(PAGE)
----------------------------------------

ION: VIII. – C’est bien parler, Socrate. Néanmoins je serais surpris si tu parlais assez bien pour me persuader que je suis possédé et hors de sens quand je fais l’éloge d’Homère ; et toi-même sans doute tu ne le penserais pas, si tu m’entendais parler d’Homère.
SOCRATE: Sans doute je veux t’entendre, mais pas avant que tu m’aies répondu sur ce point : parmi les choses dont il est question dans Homère, sur laquelle parles-tu bien ? pas sur toutes, je pense.
ION: Sur toutes sans exception, Socrate, apprends-le.
SOCRATE: Tu fais pourtant bien exception pour les choses que tu ne connais pas et dont Homère parle ?
ION: Et quelles sont ces choses dont Homère parle et que je ne connais pas ?
SOCRATE: N’y a-t-il pas dans Homère beaucoup de passages et de détails sur les arts, sur l’art du cocher, par exemple ? Si je me rappelais les vers, je te les réciterais.
ION: Je vais te les dire, moi, car je me les rappelle.
SOCRATE: Recite-moi donc ce que Nestor dit à Antiloque son fils, quand il lui recommande de prendre garde en tournant la borne, dans la course de chevaux pour la mort de Patrocle.
ION: « Penche-toi toi-même légèrement, lui dit-il, sur ton char poli, du côté gauche de l’attelage, et aiguillonne le cheval de droite en l’excitant de la voix, et lâche-lui les rênes. Arrivé à la borne, que le cheval de gauche la rase de manière que le moyeu de la roue faite avec art paraisse frôler le bord de la pierre, mais prends garde de l’accrocher. »
SOCRATE: Cela suffit. Maintenant, si ces vers d’Homère sont justes ou non, lequel, Ion, est le plus apte à en juger, le médecin ou le cocher ?
ION: Le cocher sans doute.
SOCRATE: Est-ce parce qu’il connaît l’art de conduire ou pour quelque autre raison ?
ION: Non, c’est parce qu’il connaît l’art de conduire.
SOCRATE: Le dieu a donc attribué à chaque art la capacité de juger d’un ouvrage déterminé ; et en effet ce n’est pas, je pense, par la médecine que nous apprendrons ce que nous connaissons par l’art de la timonerie ?
ION: Assurément non.
SOCRATE: Ni par l’art du charpentier, ce que nous connaissons par la médecine ?
ION: Assurément non.
SOCRATE: N’en est-il pas de même de tous les arts ? Ce qu’un art nous fait connaître, nous ne l’apprendrons pas par un autre, n’est-ce pas ? Mais avant de répondre à cette question-là, réponds d’abord à celle-ci : Ne penses-tu pas que tel art est une chose, tel autre art une autre chose ?
ION: si.
SOCRATE: Or moi, selon qu’à mon jugement, la connaissance se rapporte à tel objet ou à tel autre, je lui donne le nom de tel art ou de tel autre. Et toi, n’en uses-tu pas comme moi ?

----------------------------------------

(DONNÉES FOURNIES)

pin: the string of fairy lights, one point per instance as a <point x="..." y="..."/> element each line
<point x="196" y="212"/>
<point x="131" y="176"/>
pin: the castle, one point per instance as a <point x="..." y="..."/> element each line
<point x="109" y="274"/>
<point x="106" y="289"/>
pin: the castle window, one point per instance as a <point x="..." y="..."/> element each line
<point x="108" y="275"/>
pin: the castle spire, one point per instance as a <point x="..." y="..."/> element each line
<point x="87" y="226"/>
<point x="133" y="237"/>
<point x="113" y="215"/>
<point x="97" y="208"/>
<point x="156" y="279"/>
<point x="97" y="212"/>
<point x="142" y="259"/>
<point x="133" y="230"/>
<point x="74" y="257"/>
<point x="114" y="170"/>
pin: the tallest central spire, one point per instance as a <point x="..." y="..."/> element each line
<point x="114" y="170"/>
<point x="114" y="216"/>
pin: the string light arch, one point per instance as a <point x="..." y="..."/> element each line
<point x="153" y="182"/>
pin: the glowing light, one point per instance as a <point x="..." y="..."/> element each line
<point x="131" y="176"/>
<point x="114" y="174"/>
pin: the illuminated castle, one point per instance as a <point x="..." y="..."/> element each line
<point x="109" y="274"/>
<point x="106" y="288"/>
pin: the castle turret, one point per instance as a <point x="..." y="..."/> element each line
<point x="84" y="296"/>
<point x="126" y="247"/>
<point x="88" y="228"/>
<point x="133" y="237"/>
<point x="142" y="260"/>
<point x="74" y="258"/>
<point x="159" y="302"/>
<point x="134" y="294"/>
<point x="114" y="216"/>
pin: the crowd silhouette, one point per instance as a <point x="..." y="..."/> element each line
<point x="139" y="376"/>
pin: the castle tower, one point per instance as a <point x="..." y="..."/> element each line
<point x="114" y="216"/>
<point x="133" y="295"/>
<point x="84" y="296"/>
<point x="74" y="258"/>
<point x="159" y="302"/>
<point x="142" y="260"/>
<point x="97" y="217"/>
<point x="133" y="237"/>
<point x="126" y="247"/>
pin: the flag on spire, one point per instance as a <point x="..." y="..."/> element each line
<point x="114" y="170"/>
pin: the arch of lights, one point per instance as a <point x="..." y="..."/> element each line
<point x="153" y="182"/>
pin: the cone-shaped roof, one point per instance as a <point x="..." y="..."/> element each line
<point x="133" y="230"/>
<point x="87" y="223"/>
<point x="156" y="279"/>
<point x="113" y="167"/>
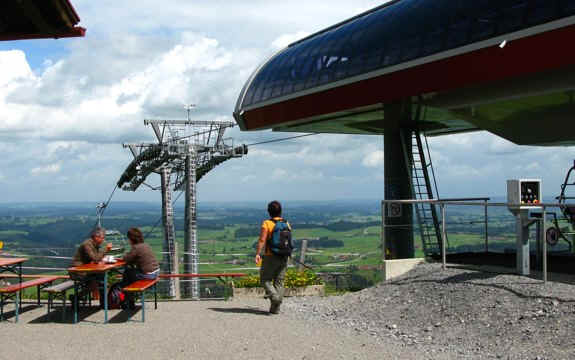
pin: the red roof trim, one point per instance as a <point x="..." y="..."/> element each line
<point x="481" y="66"/>
<point x="74" y="32"/>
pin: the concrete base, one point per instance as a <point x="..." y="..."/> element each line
<point x="395" y="268"/>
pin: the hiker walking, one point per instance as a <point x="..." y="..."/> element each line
<point x="275" y="240"/>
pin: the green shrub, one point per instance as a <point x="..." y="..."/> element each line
<point x="293" y="279"/>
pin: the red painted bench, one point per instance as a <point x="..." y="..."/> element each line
<point x="13" y="291"/>
<point x="140" y="286"/>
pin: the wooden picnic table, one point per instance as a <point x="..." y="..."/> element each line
<point x="14" y="266"/>
<point x="99" y="268"/>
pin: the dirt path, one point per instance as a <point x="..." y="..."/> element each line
<point x="184" y="330"/>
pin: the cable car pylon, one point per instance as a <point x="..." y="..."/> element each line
<point x="188" y="150"/>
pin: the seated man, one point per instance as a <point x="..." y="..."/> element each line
<point x="141" y="263"/>
<point x="91" y="251"/>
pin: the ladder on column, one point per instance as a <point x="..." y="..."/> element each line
<point x="422" y="189"/>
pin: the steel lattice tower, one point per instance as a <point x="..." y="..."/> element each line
<point x="189" y="150"/>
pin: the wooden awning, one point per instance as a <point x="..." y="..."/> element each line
<point x="38" y="19"/>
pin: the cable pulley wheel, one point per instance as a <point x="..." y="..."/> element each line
<point x="552" y="236"/>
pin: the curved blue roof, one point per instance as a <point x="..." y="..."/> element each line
<point x="391" y="34"/>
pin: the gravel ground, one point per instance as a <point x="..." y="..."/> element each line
<point x="456" y="314"/>
<point x="429" y="313"/>
<point x="238" y="329"/>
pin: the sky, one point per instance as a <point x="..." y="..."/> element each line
<point x="67" y="105"/>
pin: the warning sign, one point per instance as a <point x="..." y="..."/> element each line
<point x="394" y="210"/>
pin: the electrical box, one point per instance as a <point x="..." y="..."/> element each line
<point x="526" y="192"/>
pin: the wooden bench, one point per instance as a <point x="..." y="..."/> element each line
<point x="141" y="286"/>
<point x="59" y="291"/>
<point x="13" y="291"/>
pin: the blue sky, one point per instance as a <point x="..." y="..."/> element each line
<point x="67" y="105"/>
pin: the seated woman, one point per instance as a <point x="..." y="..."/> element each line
<point x="140" y="261"/>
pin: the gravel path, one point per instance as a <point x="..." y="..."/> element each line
<point x="426" y="314"/>
<point x="457" y="314"/>
<point x="187" y="330"/>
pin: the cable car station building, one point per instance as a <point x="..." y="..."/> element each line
<point x="435" y="67"/>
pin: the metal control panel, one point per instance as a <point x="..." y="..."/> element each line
<point x="526" y="192"/>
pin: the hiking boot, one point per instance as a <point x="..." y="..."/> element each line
<point x="275" y="307"/>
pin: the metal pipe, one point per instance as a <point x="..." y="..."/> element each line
<point x="383" y="232"/>
<point x="544" y="229"/>
<point x="486" y="227"/>
<point x="443" y="236"/>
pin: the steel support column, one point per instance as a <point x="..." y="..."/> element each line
<point x="170" y="258"/>
<point x="191" y="256"/>
<point x="398" y="218"/>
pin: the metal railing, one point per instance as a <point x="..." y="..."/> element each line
<point x="473" y="202"/>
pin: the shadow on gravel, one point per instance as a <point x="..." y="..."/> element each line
<point x="55" y="316"/>
<point x="240" y="311"/>
<point x="469" y="277"/>
<point x="126" y="315"/>
<point x="12" y="314"/>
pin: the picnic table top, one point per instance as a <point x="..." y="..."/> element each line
<point x="99" y="267"/>
<point x="11" y="261"/>
<point x="204" y="275"/>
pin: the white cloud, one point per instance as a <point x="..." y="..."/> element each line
<point x="373" y="159"/>
<point x="286" y="39"/>
<point x="66" y="107"/>
<point x="47" y="169"/>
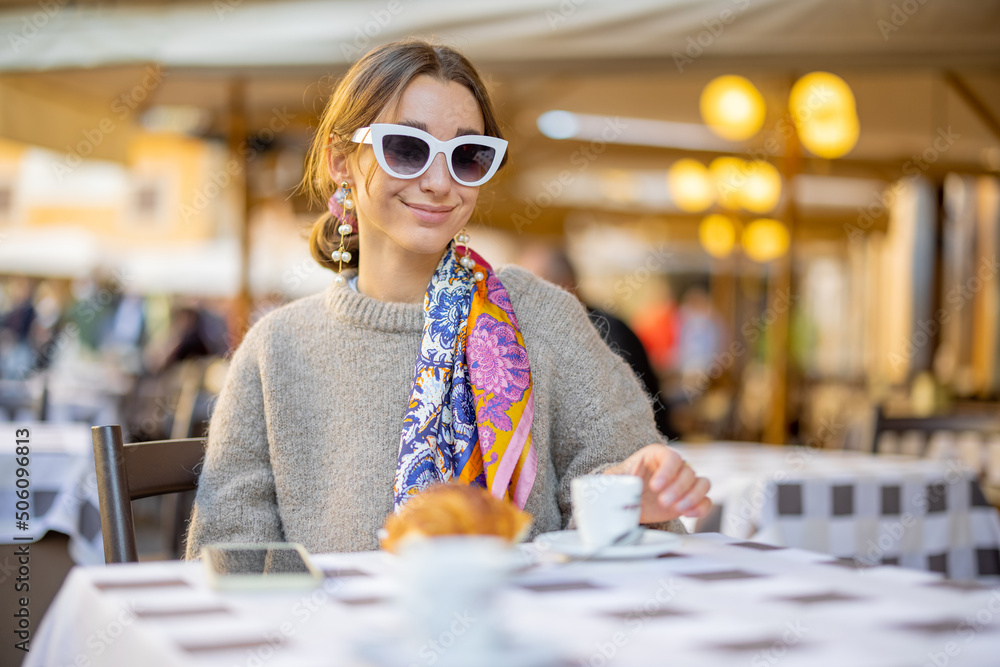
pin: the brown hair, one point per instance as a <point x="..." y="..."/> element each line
<point x="371" y="85"/>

----------------------------------------

(OBJECTIF) Dans le dialogue entre Socrate et Ion, relevez tous les noms propres de personnes mentionnées, à l'exception des deux interlocuteurs.

(RÉPONSE) Homère, Nestor, Antiloque, Patrocle